### 短い課題
以下の項目のうち、語「floor」を含む行をすべて書き出せ。大文字と小文字は区別する。

### 課題の資料
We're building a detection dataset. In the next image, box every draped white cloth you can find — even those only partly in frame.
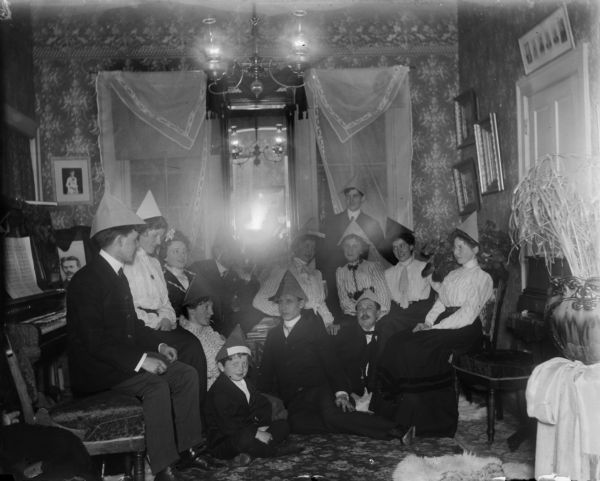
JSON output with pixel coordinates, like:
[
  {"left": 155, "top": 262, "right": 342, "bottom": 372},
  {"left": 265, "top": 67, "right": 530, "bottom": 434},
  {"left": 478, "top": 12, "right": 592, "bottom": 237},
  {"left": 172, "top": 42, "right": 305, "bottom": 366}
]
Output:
[
  {"left": 526, "top": 357, "right": 600, "bottom": 479},
  {"left": 306, "top": 66, "right": 413, "bottom": 230},
  {"left": 96, "top": 71, "right": 224, "bottom": 257}
]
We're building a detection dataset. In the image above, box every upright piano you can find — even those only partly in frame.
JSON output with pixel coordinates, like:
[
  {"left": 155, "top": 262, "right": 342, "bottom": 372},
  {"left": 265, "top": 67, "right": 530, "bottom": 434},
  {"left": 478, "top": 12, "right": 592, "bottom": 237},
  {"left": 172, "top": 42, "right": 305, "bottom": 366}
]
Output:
[{"left": 4, "top": 289, "right": 67, "bottom": 388}]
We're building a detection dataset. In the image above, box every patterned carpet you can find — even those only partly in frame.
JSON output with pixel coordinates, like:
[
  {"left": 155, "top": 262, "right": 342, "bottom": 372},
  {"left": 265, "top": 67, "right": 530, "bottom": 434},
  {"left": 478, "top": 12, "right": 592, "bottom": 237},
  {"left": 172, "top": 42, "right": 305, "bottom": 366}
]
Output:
[
  {"left": 177, "top": 403, "right": 535, "bottom": 481},
  {"left": 185, "top": 434, "right": 462, "bottom": 481},
  {"left": 131, "top": 400, "right": 535, "bottom": 481}
]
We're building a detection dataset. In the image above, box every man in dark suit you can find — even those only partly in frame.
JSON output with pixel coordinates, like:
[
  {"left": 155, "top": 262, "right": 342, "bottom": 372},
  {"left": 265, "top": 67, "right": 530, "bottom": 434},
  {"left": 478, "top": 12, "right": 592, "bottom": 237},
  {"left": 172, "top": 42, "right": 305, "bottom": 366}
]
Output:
[
  {"left": 258, "top": 273, "right": 404, "bottom": 439},
  {"left": 333, "top": 290, "right": 381, "bottom": 398},
  {"left": 188, "top": 234, "right": 263, "bottom": 337},
  {"left": 67, "top": 193, "right": 202, "bottom": 481},
  {"left": 317, "top": 176, "right": 384, "bottom": 318}
]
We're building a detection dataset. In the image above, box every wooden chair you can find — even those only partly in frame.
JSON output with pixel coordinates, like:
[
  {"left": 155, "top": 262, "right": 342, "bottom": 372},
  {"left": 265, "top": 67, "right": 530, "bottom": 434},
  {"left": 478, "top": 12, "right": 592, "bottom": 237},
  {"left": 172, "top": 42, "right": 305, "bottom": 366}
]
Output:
[
  {"left": 452, "top": 279, "right": 534, "bottom": 448},
  {"left": 4, "top": 325, "right": 146, "bottom": 481}
]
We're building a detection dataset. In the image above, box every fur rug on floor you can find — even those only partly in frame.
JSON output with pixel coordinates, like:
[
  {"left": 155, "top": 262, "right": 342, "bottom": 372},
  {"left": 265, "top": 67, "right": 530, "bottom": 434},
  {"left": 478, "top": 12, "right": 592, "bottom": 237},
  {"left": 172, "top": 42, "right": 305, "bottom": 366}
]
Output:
[{"left": 393, "top": 453, "right": 533, "bottom": 481}]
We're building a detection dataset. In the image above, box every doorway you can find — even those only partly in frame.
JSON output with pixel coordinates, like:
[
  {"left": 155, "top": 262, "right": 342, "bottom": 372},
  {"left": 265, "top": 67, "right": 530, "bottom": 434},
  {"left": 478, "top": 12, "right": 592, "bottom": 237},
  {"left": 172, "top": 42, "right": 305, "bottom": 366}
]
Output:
[{"left": 224, "top": 106, "right": 295, "bottom": 265}]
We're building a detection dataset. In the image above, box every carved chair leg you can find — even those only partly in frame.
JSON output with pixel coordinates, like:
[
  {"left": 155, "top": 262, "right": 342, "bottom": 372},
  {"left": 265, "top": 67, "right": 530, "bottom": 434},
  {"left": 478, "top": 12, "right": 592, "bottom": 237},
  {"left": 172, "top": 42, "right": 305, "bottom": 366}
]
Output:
[
  {"left": 496, "top": 391, "right": 504, "bottom": 421},
  {"left": 133, "top": 451, "right": 145, "bottom": 481},
  {"left": 123, "top": 453, "right": 133, "bottom": 481},
  {"left": 487, "top": 389, "right": 496, "bottom": 444}
]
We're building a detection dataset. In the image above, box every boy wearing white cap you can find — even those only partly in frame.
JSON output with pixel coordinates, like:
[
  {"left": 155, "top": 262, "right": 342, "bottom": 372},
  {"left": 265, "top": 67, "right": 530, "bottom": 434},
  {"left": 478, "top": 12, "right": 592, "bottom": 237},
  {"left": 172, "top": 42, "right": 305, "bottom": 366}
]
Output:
[
  {"left": 67, "top": 193, "right": 202, "bottom": 481},
  {"left": 206, "top": 325, "right": 301, "bottom": 466}
]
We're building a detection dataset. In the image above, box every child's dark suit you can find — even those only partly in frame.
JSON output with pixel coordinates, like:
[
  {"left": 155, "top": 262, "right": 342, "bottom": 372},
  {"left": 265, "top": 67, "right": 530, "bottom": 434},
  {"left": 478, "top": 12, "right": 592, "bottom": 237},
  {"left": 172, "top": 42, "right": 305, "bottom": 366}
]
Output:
[{"left": 206, "top": 374, "right": 289, "bottom": 459}]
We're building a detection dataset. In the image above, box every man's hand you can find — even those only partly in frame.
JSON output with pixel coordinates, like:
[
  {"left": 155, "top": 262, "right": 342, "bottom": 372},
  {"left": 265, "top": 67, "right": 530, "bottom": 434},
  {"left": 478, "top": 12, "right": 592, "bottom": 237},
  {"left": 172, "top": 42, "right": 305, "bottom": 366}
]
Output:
[
  {"left": 254, "top": 428, "right": 273, "bottom": 444},
  {"left": 413, "top": 322, "right": 431, "bottom": 332},
  {"left": 158, "top": 343, "right": 177, "bottom": 362},
  {"left": 325, "top": 324, "right": 340, "bottom": 336},
  {"left": 156, "top": 317, "right": 175, "bottom": 331},
  {"left": 142, "top": 356, "right": 167, "bottom": 375},
  {"left": 335, "top": 393, "right": 354, "bottom": 413}
]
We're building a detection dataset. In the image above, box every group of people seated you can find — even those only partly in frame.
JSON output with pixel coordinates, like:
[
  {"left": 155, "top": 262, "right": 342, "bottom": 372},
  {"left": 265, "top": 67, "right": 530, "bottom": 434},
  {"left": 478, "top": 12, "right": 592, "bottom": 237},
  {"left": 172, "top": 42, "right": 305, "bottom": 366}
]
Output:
[{"left": 67, "top": 180, "right": 492, "bottom": 481}]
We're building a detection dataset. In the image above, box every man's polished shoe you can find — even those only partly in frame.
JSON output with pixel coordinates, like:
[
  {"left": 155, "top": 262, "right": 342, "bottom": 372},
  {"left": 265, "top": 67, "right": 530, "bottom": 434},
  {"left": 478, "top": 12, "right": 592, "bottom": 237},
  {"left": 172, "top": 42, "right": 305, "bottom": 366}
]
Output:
[
  {"left": 154, "top": 466, "right": 184, "bottom": 481},
  {"left": 274, "top": 441, "right": 304, "bottom": 457},
  {"left": 388, "top": 426, "right": 416, "bottom": 446},
  {"left": 177, "top": 448, "right": 214, "bottom": 471},
  {"left": 228, "top": 453, "right": 252, "bottom": 468}
]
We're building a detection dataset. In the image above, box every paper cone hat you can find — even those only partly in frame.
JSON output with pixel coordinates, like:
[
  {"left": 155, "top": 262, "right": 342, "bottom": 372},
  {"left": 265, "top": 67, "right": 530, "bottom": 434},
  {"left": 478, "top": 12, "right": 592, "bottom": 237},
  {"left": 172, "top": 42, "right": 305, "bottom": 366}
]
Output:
[
  {"left": 183, "top": 274, "right": 215, "bottom": 306},
  {"left": 456, "top": 212, "right": 479, "bottom": 244},
  {"left": 385, "top": 217, "right": 413, "bottom": 242},
  {"left": 337, "top": 220, "right": 373, "bottom": 246},
  {"left": 296, "top": 217, "right": 325, "bottom": 239},
  {"left": 356, "top": 289, "right": 381, "bottom": 308},
  {"left": 269, "top": 271, "right": 307, "bottom": 302},
  {"left": 136, "top": 191, "right": 162, "bottom": 220},
  {"left": 215, "top": 324, "right": 252, "bottom": 362},
  {"left": 90, "top": 192, "right": 146, "bottom": 237},
  {"left": 342, "top": 174, "right": 367, "bottom": 195}
]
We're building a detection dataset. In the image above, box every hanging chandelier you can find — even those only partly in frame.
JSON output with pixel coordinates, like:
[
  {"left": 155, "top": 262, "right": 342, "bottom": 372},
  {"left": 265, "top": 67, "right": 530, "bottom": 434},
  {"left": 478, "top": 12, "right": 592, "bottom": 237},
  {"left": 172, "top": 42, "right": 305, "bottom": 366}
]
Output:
[
  {"left": 202, "top": 6, "right": 310, "bottom": 95},
  {"left": 229, "top": 118, "right": 287, "bottom": 166}
]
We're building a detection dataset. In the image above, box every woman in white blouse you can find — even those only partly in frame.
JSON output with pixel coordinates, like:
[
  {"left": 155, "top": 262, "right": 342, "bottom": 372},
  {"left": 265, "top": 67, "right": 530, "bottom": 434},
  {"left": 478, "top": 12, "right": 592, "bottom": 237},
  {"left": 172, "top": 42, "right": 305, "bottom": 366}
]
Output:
[
  {"left": 159, "top": 229, "right": 194, "bottom": 317},
  {"left": 179, "top": 275, "right": 225, "bottom": 388},
  {"left": 371, "top": 221, "right": 493, "bottom": 437},
  {"left": 335, "top": 234, "right": 390, "bottom": 322}
]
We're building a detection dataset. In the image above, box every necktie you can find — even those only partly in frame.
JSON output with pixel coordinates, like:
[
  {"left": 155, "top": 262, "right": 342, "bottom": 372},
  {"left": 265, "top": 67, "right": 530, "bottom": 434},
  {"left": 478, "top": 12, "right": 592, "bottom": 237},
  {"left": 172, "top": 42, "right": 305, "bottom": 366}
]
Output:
[
  {"left": 398, "top": 266, "right": 408, "bottom": 309},
  {"left": 118, "top": 267, "right": 129, "bottom": 285},
  {"left": 363, "top": 330, "right": 376, "bottom": 344}
]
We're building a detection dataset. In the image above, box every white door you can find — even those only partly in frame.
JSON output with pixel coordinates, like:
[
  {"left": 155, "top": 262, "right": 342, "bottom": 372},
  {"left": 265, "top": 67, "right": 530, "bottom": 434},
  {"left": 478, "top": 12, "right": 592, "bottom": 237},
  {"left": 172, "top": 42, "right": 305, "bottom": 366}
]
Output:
[
  {"left": 517, "top": 44, "right": 591, "bottom": 289},
  {"left": 517, "top": 44, "right": 591, "bottom": 180}
]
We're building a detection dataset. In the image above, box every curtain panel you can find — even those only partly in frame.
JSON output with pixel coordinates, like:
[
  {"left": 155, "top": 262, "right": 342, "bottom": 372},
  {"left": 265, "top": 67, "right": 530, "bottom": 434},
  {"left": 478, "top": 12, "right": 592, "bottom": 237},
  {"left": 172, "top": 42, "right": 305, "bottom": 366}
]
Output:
[
  {"left": 96, "top": 71, "right": 214, "bottom": 255},
  {"left": 306, "top": 66, "right": 413, "bottom": 234}
]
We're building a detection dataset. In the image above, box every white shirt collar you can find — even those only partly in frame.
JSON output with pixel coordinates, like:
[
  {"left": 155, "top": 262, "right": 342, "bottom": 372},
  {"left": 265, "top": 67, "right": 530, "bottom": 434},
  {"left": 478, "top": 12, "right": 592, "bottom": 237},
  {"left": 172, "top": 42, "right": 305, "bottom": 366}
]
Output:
[
  {"left": 100, "top": 249, "right": 123, "bottom": 274},
  {"left": 215, "top": 261, "right": 229, "bottom": 275},
  {"left": 463, "top": 257, "right": 479, "bottom": 269},
  {"left": 283, "top": 316, "right": 301, "bottom": 334},
  {"left": 398, "top": 255, "right": 414, "bottom": 267},
  {"left": 348, "top": 209, "right": 360, "bottom": 219}
]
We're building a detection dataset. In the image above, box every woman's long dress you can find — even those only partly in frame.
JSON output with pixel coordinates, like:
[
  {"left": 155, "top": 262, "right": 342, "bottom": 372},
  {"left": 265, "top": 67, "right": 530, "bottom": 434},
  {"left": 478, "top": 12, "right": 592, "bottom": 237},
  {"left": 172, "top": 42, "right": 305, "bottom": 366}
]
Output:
[{"left": 371, "top": 260, "right": 493, "bottom": 436}]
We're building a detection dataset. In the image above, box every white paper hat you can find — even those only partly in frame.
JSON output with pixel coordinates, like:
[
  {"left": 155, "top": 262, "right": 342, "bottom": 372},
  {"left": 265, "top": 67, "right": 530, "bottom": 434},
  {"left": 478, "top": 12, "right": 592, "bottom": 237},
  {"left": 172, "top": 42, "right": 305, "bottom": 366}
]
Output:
[
  {"left": 136, "top": 191, "right": 162, "bottom": 220},
  {"left": 90, "top": 192, "right": 146, "bottom": 237}
]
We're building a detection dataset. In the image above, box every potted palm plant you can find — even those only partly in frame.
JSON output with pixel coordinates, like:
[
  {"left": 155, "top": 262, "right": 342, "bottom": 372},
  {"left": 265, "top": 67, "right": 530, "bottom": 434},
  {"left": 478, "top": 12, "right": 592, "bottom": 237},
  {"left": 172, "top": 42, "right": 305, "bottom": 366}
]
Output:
[{"left": 510, "top": 155, "right": 600, "bottom": 364}]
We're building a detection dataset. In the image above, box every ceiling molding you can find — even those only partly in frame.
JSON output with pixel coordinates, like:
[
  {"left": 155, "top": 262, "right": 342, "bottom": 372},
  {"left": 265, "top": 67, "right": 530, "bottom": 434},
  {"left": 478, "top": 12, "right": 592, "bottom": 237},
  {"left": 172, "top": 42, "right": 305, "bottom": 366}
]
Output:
[{"left": 33, "top": 44, "right": 458, "bottom": 63}]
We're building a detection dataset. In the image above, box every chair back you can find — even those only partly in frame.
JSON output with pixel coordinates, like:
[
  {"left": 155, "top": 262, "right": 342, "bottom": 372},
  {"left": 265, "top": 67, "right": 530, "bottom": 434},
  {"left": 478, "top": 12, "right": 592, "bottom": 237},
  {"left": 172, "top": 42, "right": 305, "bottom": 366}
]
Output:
[{"left": 479, "top": 279, "right": 506, "bottom": 351}]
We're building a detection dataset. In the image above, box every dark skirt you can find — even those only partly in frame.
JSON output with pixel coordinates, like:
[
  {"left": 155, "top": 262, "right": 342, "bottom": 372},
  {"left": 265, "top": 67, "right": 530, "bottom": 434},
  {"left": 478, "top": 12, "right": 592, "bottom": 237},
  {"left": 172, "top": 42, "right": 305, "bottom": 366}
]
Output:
[{"left": 371, "top": 309, "right": 483, "bottom": 437}]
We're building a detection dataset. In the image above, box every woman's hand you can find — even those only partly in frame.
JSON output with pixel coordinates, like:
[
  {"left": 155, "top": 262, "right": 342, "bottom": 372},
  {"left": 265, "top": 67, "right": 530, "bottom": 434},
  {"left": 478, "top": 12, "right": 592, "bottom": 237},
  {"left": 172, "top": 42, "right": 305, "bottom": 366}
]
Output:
[
  {"left": 156, "top": 317, "right": 175, "bottom": 331},
  {"left": 413, "top": 322, "right": 431, "bottom": 332},
  {"left": 254, "top": 428, "right": 273, "bottom": 444}
]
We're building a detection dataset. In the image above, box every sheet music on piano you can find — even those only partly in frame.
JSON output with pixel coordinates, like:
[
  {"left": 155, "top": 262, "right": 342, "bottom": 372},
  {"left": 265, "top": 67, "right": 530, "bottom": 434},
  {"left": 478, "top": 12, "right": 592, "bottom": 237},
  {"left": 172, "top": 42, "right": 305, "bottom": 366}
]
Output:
[{"left": 4, "top": 237, "right": 42, "bottom": 299}]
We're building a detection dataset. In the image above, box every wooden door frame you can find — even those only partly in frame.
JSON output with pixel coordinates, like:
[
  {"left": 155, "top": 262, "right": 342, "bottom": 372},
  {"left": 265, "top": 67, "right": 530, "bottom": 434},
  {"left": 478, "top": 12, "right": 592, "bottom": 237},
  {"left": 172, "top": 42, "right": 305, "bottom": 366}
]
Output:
[{"left": 516, "top": 43, "right": 592, "bottom": 289}]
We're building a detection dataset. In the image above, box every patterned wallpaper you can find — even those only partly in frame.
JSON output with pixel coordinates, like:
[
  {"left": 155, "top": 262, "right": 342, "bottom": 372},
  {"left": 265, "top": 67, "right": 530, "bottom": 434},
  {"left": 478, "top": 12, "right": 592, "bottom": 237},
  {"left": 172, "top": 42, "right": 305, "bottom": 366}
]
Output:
[
  {"left": 458, "top": 0, "right": 600, "bottom": 344},
  {"left": 33, "top": 2, "right": 458, "bottom": 246}
]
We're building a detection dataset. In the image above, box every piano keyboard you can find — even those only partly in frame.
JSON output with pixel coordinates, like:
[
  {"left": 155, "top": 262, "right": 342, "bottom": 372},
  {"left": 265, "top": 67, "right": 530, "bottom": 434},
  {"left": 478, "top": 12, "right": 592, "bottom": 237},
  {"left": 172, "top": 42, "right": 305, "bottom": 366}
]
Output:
[{"left": 23, "top": 310, "right": 67, "bottom": 336}]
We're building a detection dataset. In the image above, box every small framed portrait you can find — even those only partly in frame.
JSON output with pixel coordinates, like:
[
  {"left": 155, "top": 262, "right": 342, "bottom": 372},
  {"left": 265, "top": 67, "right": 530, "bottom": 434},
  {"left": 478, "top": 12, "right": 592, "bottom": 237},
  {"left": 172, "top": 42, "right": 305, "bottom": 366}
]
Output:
[
  {"left": 453, "top": 158, "right": 480, "bottom": 216},
  {"left": 52, "top": 157, "right": 93, "bottom": 204},
  {"left": 519, "top": 5, "right": 575, "bottom": 75},
  {"left": 474, "top": 113, "right": 504, "bottom": 195},
  {"left": 454, "top": 90, "right": 477, "bottom": 149}
]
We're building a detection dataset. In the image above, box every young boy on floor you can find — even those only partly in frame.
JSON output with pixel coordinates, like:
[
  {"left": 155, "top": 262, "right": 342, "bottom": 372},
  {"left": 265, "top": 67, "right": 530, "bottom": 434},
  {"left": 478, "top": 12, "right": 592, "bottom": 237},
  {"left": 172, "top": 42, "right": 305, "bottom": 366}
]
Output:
[{"left": 206, "top": 325, "right": 301, "bottom": 466}]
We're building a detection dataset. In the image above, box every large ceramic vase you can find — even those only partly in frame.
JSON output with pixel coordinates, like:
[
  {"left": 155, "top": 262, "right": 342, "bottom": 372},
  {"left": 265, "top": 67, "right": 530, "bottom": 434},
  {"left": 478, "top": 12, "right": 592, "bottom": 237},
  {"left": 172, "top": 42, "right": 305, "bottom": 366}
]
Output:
[{"left": 545, "top": 276, "right": 600, "bottom": 364}]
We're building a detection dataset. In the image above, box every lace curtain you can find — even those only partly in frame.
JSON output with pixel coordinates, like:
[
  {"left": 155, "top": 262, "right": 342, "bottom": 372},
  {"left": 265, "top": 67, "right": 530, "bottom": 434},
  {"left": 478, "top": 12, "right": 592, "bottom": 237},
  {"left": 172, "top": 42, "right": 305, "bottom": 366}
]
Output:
[
  {"left": 306, "top": 66, "right": 413, "bottom": 231},
  {"left": 96, "top": 71, "right": 223, "bottom": 257}
]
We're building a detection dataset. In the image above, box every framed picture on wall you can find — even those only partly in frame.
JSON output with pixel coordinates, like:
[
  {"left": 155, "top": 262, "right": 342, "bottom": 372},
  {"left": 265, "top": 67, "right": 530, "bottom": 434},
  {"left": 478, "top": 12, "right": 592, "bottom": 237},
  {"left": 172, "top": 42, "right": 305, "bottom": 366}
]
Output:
[
  {"left": 474, "top": 113, "right": 504, "bottom": 195},
  {"left": 453, "top": 158, "right": 479, "bottom": 215},
  {"left": 519, "top": 5, "right": 575, "bottom": 74},
  {"left": 454, "top": 90, "right": 477, "bottom": 149},
  {"left": 52, "top": 156, "right": 93, "bottom": 204}
]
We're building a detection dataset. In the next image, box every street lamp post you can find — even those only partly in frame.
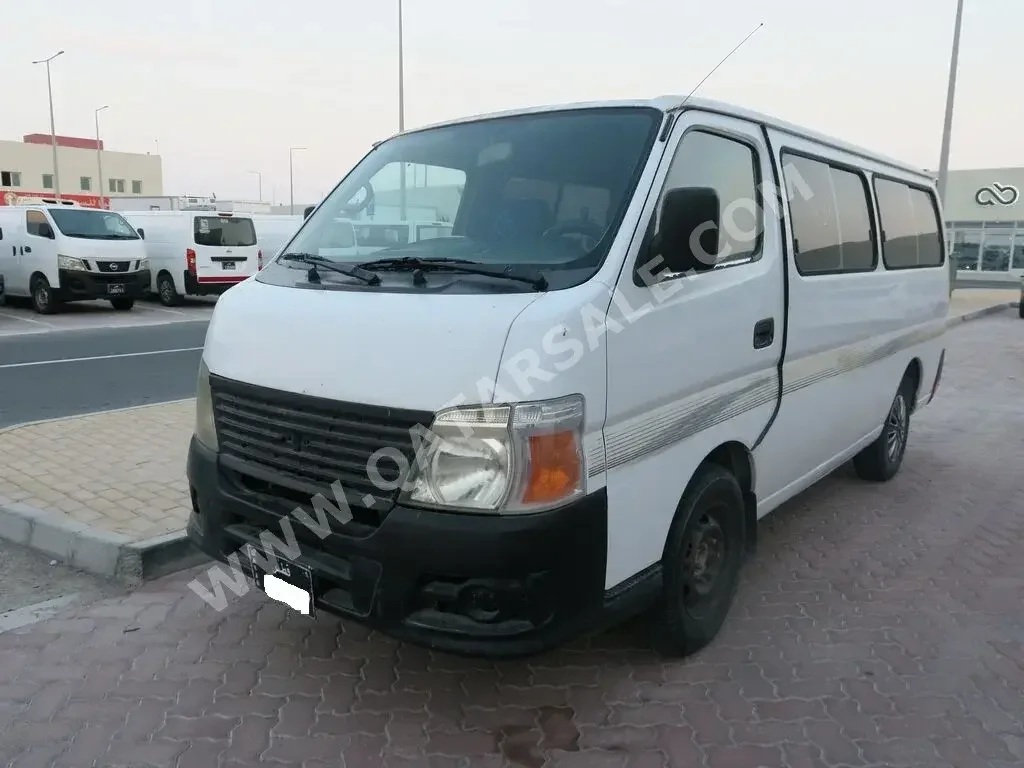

### 課題への解答
We're building a detection dataset. In the image above, box every fur rug on floor you can find — even those only partly in frame.
We're building a detection dataset. In the image above, box every young boy on floor you can find — even those only partly in frame.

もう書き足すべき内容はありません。